> _EXERCISE INPUTS_
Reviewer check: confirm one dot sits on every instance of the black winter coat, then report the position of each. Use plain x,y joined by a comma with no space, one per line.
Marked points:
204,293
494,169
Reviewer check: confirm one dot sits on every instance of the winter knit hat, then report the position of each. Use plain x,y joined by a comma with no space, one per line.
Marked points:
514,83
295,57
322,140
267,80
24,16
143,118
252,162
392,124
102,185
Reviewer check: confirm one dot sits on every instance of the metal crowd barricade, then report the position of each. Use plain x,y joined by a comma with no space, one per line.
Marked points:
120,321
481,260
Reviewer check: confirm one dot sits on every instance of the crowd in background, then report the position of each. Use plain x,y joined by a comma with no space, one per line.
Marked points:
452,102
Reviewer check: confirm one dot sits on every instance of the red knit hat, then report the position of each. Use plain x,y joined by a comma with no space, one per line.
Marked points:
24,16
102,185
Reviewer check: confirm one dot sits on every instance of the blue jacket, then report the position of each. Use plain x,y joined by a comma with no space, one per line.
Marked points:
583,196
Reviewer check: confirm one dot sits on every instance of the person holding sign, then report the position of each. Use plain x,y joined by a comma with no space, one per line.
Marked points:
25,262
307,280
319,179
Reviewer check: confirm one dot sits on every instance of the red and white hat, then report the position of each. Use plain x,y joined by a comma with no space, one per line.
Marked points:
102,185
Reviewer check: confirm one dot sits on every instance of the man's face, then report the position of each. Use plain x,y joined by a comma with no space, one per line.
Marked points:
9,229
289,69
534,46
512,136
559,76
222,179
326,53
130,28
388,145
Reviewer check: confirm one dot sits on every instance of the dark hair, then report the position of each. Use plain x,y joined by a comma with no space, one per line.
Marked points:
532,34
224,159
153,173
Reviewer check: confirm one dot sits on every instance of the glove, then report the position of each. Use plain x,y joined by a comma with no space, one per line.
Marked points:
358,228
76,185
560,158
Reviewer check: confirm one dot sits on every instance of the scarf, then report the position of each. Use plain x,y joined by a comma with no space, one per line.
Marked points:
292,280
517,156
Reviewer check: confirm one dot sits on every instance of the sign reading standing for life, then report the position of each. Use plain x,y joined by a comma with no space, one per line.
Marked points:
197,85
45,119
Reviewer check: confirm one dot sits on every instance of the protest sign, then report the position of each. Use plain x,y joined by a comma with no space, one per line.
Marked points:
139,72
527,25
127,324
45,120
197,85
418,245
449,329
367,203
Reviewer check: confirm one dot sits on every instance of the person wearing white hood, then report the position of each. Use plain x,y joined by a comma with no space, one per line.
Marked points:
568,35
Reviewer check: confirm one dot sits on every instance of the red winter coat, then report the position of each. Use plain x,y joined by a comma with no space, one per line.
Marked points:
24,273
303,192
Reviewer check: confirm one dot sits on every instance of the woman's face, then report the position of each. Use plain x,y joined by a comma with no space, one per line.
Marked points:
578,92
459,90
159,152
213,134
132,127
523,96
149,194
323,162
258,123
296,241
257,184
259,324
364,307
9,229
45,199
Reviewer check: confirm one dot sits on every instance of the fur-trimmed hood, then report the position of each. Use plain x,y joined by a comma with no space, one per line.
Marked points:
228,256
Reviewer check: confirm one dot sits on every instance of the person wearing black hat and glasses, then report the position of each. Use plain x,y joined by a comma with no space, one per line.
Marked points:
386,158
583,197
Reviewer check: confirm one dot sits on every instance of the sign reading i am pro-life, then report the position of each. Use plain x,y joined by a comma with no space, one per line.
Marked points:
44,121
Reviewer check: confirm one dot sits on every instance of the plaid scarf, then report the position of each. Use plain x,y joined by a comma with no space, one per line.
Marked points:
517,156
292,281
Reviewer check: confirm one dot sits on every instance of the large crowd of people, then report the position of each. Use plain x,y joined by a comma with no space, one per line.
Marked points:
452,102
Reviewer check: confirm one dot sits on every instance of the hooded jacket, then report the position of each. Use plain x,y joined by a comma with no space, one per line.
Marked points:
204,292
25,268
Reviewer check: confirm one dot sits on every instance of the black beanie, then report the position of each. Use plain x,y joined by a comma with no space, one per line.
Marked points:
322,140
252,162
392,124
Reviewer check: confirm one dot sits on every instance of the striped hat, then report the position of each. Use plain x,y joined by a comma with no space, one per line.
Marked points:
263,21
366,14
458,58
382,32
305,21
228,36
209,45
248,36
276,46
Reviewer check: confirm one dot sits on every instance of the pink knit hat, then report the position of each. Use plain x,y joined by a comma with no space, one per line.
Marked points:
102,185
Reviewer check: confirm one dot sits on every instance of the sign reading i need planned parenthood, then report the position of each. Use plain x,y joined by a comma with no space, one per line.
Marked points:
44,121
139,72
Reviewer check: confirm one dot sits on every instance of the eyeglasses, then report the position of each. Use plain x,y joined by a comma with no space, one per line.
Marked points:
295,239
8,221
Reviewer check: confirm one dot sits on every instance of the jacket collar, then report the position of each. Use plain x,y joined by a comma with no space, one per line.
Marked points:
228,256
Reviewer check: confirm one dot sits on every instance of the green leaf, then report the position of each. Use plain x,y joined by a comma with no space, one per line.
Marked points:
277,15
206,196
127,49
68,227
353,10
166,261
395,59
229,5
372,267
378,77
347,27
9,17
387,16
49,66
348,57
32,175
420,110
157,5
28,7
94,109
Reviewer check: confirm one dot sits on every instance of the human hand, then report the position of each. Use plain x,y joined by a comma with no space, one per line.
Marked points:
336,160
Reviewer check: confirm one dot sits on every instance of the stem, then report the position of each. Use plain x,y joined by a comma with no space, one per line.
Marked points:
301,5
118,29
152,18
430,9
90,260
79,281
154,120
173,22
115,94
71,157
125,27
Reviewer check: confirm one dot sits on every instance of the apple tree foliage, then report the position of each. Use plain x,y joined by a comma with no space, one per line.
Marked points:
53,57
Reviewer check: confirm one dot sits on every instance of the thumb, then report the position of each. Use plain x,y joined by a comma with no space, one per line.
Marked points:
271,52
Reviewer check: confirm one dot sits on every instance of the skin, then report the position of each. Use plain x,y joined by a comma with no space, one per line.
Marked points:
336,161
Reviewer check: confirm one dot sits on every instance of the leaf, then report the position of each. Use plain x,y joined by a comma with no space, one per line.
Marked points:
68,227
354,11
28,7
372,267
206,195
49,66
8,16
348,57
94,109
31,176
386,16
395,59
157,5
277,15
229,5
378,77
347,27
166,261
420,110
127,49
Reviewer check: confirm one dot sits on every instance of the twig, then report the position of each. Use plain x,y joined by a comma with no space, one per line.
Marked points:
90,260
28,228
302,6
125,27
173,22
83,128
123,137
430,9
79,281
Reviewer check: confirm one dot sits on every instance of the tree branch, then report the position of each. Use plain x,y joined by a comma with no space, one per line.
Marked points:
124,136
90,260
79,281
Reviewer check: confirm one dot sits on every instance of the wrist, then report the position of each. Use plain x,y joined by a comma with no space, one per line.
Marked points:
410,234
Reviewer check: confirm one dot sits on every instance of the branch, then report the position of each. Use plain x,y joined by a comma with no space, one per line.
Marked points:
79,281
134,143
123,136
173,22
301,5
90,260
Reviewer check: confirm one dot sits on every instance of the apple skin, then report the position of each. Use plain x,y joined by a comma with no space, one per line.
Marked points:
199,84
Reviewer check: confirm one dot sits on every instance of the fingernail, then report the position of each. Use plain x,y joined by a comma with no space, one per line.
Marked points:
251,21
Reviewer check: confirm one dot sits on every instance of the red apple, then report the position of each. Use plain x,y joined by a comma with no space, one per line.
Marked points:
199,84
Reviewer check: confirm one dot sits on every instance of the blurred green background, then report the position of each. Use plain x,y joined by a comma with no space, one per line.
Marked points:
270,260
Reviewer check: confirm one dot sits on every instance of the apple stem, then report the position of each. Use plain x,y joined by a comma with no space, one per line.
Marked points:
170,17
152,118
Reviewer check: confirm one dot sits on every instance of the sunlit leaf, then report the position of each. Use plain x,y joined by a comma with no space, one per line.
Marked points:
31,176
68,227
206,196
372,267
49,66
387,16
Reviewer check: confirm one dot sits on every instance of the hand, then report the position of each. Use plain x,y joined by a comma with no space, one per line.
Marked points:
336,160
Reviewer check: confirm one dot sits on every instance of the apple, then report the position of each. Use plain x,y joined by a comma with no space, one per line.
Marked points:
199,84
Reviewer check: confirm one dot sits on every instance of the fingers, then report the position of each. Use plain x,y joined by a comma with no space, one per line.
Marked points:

> _WHAT IS BEING ASKED_
Extract every line from the one containing "of the sunlit" through the last line of the data, inclusive, exactly as written.

> _RESULT FOR THIS EXERCISE_
Reviewer check: confirm one dot sits on every instance of the sunlit leaf, then report the position of each. Use plain x,y joined by a comma with no space, one per line.
Marked points:
31,176
68,227
206,196
372,267
49,66
387,16
Reviewer check: confirm one dot sits on every instance of the hand, then report the position of each. Use plain x,y joined by a comma with no space, one per line.
Marked points:
336,160
Reviewer check: confirm one dot sits on every instance of the apple, then report the position of each. Use plain x,y joined by a comma with no space, one per line.
Marked points:
199,84
Reviewer check: confirm one dot sits on every instance of the fingers, then report the position of each. Use plain x,y joined by a comma with no space, one per line.
Marked points:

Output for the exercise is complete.